_EXCERPTED TEXT:_
The study’s theoretical justification rests on agency theory. Briefly put, this theory posits that contracts made between manage-ments, stockholders, and bondholders, moderate conflicts of interest and rely on accounting-determined numbers. If unanticipated changes are subsequently required in the groundrules for calculating these numbers, there could be effects on the nature of these contracts as well as financial implications. Any resulting changes in the wealth of the contracting parties would depend on the degree to which their interests conflict as well as the distinctive features of the contractual arrangement.

Chow tested these theoretical hypotheses on the Securities Acts of 1933 and 1934, using a control group of over-the-counter stocks and a treatment group of stocks and bonds listed on the New York Stock Exchange. Across three time Intervals, a control period, a favorable event period, and an unfavorable event period, he compared daily security returns, using non-parametric tests. He found that shareholder wealth was decreased, and bondholder wealth increased, by the 1933 Act. His predictions that contributing factors would include leverage, the number of accounting-based debt covenants, the tightness of these covenants, and firm size were moderately supported by regression tests. Chow also found that the 1934 Act’s sales disclosure requirement was the only factor affecting shareholder wealth. He attributes this to the fact that the 1934 Act’s other accounting provisions may well have been predictable a year earlier.

The Foreign Corrupt Practices Act of 1977: An Inquiry into the “Ac-counting Provisions” of the Act Including a Study of Explicit Responses by Corporations (Louisiana Tech University, 1981; 42/05, p. 2185-A) by Kenneth Lester Johnson. In 1977, the Congress passed the Foreign Corrupt Practices Act (FCPA) containing certain accounting provisions which were intended to preclude the possibility of overseas bribery being concealed by improper accounting practices. Little is known, however, about explicit responses which the FCPA may have evoked from companies potentially affected by the legislation. The main purpose of Johnson’s dissertation was to learn what the “Fortune 500” corporations have done in this area. First he reviewed the accounting literature for suggestions as to how corporations should respond to the FCPA’s accounting provisions.

_PROBLEMS:_
- A) Reproduce verbatim everything in the accounting research excerpt from "The study’s theoretical" down to "the contractual arrangement.".
- B) In the accounting research excerpt, which provision of the 1934 Act did Chow find to be the only factor affecting shareholder wealth?

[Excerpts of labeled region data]
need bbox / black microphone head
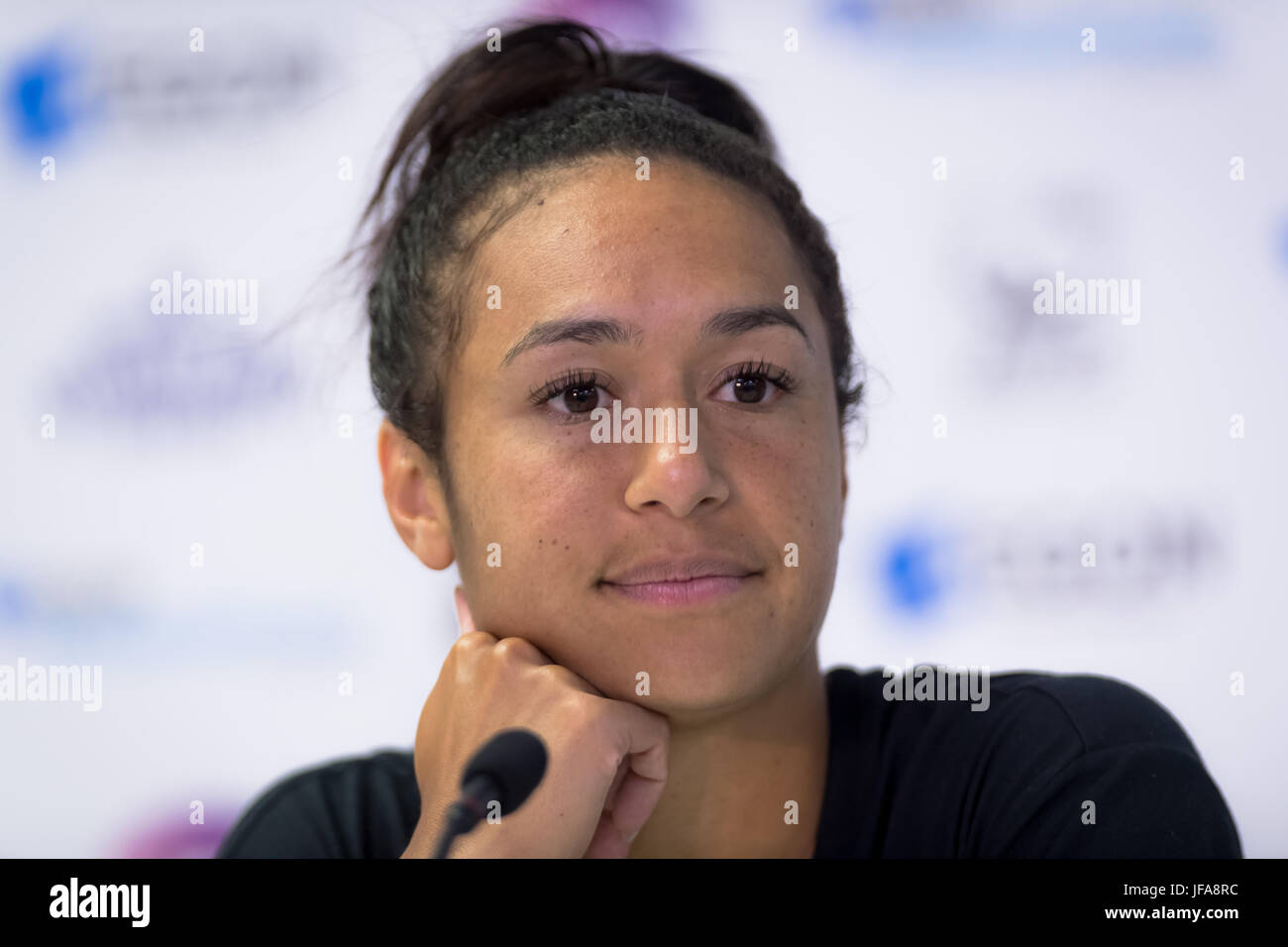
[461,729,546,815]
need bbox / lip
[600,556,760,605]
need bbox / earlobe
[376,417,456,570]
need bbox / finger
[452,585,476,638]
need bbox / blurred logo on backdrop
[47,300,297,425]
[823,0,1216,62]
[3,22,331,149]
[876,507,1228,620]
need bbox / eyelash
[528,359,799,406]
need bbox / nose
[626,406,729,517]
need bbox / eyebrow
[501,305,814,368]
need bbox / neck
[630,643,828,858]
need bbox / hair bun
[376,20,776,208]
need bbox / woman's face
[427,158,845,715]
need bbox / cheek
[461,429,605,592]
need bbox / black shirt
[218,666,1243,858]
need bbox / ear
[376,417,456,570]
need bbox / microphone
[433,729,546,858]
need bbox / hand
[403,587,671,858]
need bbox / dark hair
[360,20,863,474]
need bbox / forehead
[463,156,804,322]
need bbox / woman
[222,21,1240,857]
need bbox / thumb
[452,585,476,635]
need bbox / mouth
[599,559,763,607]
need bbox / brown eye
[563,385,599,415]
[733,377,765,404]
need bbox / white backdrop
[0,0,1288,857]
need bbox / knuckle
[493,637,537,661]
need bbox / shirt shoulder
[215,750,420,858]
[824,669,1241,858]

_SOLVED PROBLEMS:_
- A)
The study’s theoretical justification rests on agency theory. Briefly put, this theory posits that contracts made between manage-ments, stockholders, and bondholders, moderate conflicts of interest and rely on accounting-determined numbers. If unanticipated changes are subsequently required in the groundrules for calculating these numbers, there could be effects on the nature of these contracts as well as financial implications. Any resulting changes in the wealth of the contracting parties would depend on the degree to which their interests conflict as well as the distinctive features of the contractual arrangement.

- B) The sales disclosure requirement.